• Objective: Format the entries below as a Markdown table with the columns Number and Line, numbering each row, starting at the line that contains "Indicate one point for each instance of the white fence" and ending at the last line of the entries, with blank lines left out.

──────

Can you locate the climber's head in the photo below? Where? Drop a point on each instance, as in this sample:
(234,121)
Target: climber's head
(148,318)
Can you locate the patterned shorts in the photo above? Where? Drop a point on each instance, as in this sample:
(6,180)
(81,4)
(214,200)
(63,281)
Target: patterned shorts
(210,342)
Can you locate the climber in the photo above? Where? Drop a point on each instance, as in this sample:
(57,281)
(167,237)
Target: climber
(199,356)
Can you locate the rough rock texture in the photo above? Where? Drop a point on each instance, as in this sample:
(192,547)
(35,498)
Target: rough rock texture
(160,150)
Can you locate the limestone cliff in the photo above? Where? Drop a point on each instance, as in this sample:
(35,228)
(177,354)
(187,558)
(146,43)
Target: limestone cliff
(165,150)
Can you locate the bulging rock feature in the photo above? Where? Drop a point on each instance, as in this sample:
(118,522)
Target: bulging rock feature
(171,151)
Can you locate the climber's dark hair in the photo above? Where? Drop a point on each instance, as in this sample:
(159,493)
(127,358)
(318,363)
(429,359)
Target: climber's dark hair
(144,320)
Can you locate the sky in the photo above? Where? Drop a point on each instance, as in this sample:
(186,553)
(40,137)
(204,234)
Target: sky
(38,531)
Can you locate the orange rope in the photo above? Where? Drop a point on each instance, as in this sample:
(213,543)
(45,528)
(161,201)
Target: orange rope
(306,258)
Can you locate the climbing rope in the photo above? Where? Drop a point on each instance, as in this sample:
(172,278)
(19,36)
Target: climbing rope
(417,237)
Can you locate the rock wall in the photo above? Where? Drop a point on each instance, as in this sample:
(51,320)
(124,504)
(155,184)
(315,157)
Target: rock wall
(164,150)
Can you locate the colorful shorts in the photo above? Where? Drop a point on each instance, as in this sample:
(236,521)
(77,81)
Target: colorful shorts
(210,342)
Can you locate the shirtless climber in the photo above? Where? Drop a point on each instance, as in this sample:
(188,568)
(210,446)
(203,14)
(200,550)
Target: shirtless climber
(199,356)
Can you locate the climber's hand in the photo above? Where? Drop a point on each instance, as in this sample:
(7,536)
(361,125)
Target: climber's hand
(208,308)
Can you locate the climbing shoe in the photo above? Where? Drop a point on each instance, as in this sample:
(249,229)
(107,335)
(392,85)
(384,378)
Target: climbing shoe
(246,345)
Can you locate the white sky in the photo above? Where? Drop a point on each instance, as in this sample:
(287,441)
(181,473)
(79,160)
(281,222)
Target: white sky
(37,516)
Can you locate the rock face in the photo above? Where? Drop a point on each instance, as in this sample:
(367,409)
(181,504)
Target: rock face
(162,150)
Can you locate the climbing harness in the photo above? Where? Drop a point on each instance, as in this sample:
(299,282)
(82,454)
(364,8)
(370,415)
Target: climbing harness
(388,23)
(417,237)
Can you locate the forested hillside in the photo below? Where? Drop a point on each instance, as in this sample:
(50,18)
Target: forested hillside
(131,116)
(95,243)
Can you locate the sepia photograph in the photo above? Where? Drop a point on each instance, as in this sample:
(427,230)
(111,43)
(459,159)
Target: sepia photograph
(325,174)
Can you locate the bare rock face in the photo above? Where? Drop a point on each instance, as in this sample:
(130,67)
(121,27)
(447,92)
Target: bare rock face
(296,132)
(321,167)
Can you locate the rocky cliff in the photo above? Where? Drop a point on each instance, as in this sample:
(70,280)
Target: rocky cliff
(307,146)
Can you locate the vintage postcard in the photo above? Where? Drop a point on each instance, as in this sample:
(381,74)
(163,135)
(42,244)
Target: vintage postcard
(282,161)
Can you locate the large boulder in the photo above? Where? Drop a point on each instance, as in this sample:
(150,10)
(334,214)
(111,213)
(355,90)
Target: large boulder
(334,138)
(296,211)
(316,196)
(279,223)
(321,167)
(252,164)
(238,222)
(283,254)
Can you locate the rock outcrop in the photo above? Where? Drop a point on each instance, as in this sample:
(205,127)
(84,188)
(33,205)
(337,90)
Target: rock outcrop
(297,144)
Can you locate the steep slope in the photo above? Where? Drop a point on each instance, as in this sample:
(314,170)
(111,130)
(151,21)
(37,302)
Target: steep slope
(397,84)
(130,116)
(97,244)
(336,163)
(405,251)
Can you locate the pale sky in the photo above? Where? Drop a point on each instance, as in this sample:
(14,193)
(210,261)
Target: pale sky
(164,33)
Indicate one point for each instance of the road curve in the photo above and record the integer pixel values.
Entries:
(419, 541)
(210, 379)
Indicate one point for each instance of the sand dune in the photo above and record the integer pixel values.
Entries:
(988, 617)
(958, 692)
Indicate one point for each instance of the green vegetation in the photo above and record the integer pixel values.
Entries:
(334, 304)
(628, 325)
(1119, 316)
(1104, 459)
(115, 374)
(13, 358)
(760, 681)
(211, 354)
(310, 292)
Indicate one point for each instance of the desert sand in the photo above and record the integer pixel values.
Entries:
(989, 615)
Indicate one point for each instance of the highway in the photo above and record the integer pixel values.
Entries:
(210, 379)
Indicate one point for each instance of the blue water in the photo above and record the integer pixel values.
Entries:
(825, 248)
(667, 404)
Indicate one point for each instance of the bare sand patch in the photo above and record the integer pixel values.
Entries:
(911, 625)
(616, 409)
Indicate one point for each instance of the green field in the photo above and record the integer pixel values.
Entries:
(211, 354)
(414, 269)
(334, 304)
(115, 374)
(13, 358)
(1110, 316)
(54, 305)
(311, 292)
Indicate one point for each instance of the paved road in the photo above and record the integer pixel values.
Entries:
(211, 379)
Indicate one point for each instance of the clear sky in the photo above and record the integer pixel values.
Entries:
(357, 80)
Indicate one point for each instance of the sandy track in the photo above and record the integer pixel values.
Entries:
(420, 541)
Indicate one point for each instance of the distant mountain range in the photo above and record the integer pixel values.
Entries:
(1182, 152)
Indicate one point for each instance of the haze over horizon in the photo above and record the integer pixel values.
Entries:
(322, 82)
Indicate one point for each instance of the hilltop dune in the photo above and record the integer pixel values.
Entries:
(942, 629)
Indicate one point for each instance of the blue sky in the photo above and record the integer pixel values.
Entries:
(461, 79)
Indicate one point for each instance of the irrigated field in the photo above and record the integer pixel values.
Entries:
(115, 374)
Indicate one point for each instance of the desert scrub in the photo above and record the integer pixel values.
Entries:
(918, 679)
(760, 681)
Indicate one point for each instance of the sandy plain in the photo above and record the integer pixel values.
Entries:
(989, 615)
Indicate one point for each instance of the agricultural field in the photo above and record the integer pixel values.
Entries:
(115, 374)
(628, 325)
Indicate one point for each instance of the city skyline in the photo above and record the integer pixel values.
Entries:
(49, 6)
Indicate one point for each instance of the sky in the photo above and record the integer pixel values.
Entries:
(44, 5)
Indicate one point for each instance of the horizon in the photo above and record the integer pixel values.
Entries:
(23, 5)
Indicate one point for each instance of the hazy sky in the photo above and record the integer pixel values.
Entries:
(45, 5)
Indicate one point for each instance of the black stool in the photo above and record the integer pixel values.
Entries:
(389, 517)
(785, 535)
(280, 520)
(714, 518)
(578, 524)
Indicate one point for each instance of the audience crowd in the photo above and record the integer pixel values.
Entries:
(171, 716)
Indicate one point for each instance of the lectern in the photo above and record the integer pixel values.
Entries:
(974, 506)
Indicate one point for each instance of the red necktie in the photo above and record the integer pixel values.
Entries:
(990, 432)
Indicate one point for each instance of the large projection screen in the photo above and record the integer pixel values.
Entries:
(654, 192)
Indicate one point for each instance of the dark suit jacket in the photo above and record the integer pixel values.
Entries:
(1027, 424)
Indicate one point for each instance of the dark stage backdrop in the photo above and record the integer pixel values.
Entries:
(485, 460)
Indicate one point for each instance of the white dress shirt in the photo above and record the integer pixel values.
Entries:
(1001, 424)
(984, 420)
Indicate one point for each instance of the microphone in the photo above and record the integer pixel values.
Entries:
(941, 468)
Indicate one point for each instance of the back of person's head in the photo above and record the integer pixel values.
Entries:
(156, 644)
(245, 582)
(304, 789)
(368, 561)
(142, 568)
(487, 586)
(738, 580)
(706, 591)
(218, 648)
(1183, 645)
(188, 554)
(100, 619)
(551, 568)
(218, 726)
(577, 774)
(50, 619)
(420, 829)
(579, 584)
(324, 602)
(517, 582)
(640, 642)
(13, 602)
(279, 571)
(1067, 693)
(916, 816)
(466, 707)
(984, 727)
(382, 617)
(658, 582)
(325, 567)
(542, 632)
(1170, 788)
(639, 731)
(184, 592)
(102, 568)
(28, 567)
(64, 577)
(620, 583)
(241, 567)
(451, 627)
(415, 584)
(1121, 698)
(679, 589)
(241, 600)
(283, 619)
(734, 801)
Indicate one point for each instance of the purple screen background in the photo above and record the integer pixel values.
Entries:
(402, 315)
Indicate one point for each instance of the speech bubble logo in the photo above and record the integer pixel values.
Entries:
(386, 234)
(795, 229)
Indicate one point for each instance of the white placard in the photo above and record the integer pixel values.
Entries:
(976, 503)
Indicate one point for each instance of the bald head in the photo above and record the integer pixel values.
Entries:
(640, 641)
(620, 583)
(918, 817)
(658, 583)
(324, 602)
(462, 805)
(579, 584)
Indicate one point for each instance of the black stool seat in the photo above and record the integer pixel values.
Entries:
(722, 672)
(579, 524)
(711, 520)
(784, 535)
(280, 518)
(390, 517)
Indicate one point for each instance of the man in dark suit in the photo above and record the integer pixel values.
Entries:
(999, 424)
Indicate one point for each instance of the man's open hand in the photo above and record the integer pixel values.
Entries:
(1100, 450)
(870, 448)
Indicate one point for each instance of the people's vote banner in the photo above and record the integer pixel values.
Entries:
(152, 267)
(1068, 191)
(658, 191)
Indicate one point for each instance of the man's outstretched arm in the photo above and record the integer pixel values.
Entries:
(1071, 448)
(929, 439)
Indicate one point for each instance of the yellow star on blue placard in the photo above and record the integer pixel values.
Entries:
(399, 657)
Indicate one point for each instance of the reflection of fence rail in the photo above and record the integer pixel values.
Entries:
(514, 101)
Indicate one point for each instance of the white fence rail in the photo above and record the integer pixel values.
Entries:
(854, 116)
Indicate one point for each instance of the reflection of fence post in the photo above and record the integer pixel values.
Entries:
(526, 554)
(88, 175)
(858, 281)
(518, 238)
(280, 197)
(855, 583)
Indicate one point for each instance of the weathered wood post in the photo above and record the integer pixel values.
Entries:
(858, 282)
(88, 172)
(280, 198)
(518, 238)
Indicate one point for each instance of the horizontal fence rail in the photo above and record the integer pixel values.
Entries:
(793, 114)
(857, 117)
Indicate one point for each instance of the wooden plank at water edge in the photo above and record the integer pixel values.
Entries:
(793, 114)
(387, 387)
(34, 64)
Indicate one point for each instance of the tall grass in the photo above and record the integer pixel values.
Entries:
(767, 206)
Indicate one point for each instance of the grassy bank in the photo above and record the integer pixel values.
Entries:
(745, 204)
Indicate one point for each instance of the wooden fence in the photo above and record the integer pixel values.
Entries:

──────

• Answer below:
| Number | Line |
|---|---|
| 1 | Indicate one point for each instance of the white fence rail in the photo above and record the integer pixel values. |
| 2 | Entries: |
| 3 | (854, 116) |
| 4 | Indicate one point for each instance of the reflection of fence post in the photo above and record the integer pixel values. |
| 5 | Entries: |
| 6 | (526, 554) |
| 7 | (88, 175) |
| 8 | (858, 281) |
| 9 | (518, 238) |
| 10 | (280, 197) |
| 11 | (855, 583) |
| 12 | Indicate one point for each instance of the weathered wood post in the photo above and record the integer pixel values. |
| 13 | Entries: |
| 14 | (858, 282) |
| 15 | (88, 172) |
| 16 | (280, 198) |
| 17 | (518, 238) |
| 18 | Indicate one point for each instance of the horizontal fence rail in the photo above and record the integer pixel values. |
| 19 | Entries: |
| 20 | (793, 114) |
| 21 | (857, 117) |
| 22 | Indicate one point for each instance of the wooden plank at water edge in the photo above and record the integer pixel values. |
| 23 | Entries: |
| 24 | (793, 114) |
| 25 | (387, 387) |
| 26 | (34, 64) |
| 27 | Indicate one point for each instance of the tall grass in the photo above and record the integer pixel values. |
| 28 | Entries: |
| 29 | (767, 206) |
| 30 | Indicate one point for each instance of the grassy bank in the photo above and record the integer pixel values. |
| 31 | Entries: |
| 32 | (745, 204) |
| 33 | Indicate one point for each instance of the wooden fence in the photo above and record the integer pixel values. |
| 34 | Entries: |